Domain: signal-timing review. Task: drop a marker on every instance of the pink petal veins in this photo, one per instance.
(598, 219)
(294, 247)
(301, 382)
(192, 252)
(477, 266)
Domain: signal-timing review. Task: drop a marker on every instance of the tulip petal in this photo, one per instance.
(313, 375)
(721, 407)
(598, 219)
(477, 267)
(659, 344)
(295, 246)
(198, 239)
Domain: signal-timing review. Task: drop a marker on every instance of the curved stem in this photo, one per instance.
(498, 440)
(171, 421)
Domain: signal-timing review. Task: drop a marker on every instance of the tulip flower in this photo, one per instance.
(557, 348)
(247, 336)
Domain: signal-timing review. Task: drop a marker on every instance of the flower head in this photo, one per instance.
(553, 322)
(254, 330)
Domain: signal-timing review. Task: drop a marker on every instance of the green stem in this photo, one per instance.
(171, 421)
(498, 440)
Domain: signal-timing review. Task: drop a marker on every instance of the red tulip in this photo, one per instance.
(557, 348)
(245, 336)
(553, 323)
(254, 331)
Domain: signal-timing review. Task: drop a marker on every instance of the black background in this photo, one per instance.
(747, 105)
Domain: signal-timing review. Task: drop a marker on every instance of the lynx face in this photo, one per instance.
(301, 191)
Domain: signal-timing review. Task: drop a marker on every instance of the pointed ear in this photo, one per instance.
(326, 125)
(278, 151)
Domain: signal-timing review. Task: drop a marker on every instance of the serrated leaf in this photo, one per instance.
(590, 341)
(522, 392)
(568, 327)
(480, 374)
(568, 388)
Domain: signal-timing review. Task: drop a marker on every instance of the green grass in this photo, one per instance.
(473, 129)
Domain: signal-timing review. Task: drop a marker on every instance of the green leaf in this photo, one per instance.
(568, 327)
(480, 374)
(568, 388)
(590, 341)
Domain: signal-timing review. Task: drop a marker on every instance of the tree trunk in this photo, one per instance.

- **WORK TO BE COMPLETED**: All lines in the material are to be returned exactly.

- **FINAL ANSWER**:
Domain: signal-timing review. Task: drop a marker on every instance of the pink petal veins in this photo, one per instance.
(598, 219)
(294, 247)
(301, 382)
(192, 252)
(477, 266)
Domain: signal-timing review. Task: drop a marker on every instance of the tulip petal in this photo, one per instance.
(313, 375)
(721, 407)
(598, 219)
(477, 267)
(659, 344)
(295, 246)
(198, 239)
Domain: signal-timing review. Task: drop a marker on every instance of the curved stem in this photo, one per instance.
(498, 440)
(171, 421)
Domain: signal-timing review. Task: drop a marker on every instance of the tulip flower in this photo, one per instance.
(557, 348)
(247, 336)
Domain: signal-timing review. Task: drop a marker on every instance of the flower head in this photo, one per instance.
(553, 322)
(254, 330)
Domain: signal-timing review. Task: drop a marker on every instance of the green stem in this photo, one per instance.
(171, 421)
(498, 440)
Domain: signal-timing review. Task: drop a marker on every instance of the red tulip in this photo, one per instance.
(557, 348)
(245, 336)
(553, 323)
(254, 331)
Domain: signal-timing review. Task: drop a marker on every instance of the black background in this photo, one per instance.
(747, 105)
Domain: signal-timing review. Task: drop a marker on every instance of the lynx face in this photo, one per instance.
(301, 191)
Domain: signal-timing review. Task: drop a marker on every instance of the pointed ear in this photo, one per instance.
(326, 125)
(278, 151)
Domain: signal-timing review. Task: drop a marker on every instance of the serrated leaf in this photo, one per instance.
(590, 341)
(522, 392)
(568, 327)
(480, 374)
(568, 388)
Domain: signal-timing review. Task: drop a marker on every instance of the green grass in this photo, one per instance.
(473, 129)
Domain: signal-timing review. Task: drop a marker on every instance of the green leaf in this photo, one per instance.
(568, 327)
(480, 374)
(568, 388)
(590, 341)
Domain: signal-timing review. Task: drop a marker on every instance of the tree trunk in this photo, one per instance.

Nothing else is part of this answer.